*COSA SI CHIEDE*.
a: Secondo il brano sulla Cop28, quante persone hanno colpito le inondazioni del 2022 in Pakistan?
b: Riassumi in due frasi il brano sulla Cop28.
━━━ BRANO DI TESTO
Non meno importante è il tema se tassare il contribuente comune oppure le aziende che inquinano di più, spesso a capitale statale Italia inclusa, o se magari costruire qualche altro alambicco politico-fiscale, sul genere dei crediti ambientali.

 

Intanto lo spartiacque ricchi-poveri resta a livelli di tracimazione. All’evento Onu di Bonn lo scorso 13 giugno, il diplomatico pakistano Nabeel Munir, copresidente del convegno, ha ricordato che nel 2022 le inondazioni hanno colpito 33 milioni di suoi concittadini con danni per 30 miliardi di dollari. «E io mi sento come se stessi guidando una classe di scuola elementare», ha redarguito i negoziatori più impegnati a litigare che ad ascoltare le indicazioni del segretario generale Onu, il portoghese Antònio Guterres, che considera il fondo danni e perdite «una questione basilare di giustizia climatica, di solidarietà e fiducia internazionali».

 

Gli effetti collaterali delle tensioni belliche smorzeranno anche le proteste ambientaliste a Dubai, annunciate con l'hashtag #BoycottCOP28UAE. Nella metropoli emiratina, ecoinsostenibile per eccellenza, le manifestazioni di piazza non sono bene accette anche in tempi meno agitati. «Sarà come a Sharm l’anno scorso», racconta un inviato italiano a Cop 27. «In Egitto fuori dalla blue zone della conferenza non volava una mosca. Alcuni sono stati rispediti a casa con il primo aereo. Ho visto un tizio con un tamburello e un pappagallo che esprimeva dissenso. L’hanno blindato in venti secondi».
━━━━━━
━━━ CONTENUTO DEL DATASET
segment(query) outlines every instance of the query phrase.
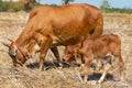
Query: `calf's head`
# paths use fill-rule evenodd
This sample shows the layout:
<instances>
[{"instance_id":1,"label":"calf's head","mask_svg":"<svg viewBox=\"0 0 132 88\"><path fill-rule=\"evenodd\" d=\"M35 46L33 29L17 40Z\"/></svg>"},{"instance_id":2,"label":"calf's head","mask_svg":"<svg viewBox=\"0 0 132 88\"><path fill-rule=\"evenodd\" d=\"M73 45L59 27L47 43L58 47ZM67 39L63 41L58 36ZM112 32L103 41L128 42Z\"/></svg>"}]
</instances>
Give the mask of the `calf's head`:
<instances>
[{"instance_id":1,"label":"calf's head","mask_svg":"<svg viewBox=\"0 0 132 88\"><path fill-rule=\"evenodd\" d=\"M13 65L23 66L23 64L40 51L40 45L35 40L31 40L29 43L19 45L16 42L11 42L9 46L9 55L12 58Z\"/></svg>"}]
</instances>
━━━━━━
*RISPOSTE ALL'ESERCIZIO*.
a: 33 milioni di persone.

b: Il brano si chiede se tassare il contribuente comune o le aziende che inquinano di più. Ricorda poi che a Bonn il diplomatico pakistano Nabeel Munir ha rimproverato i negoziatori citando le inondazioni del 2022 nel suo paese, e prevede che a Dubai le proteste ambientaliste saranno smorzate, perché lì le manifestazioni di piazza non sono bene accette.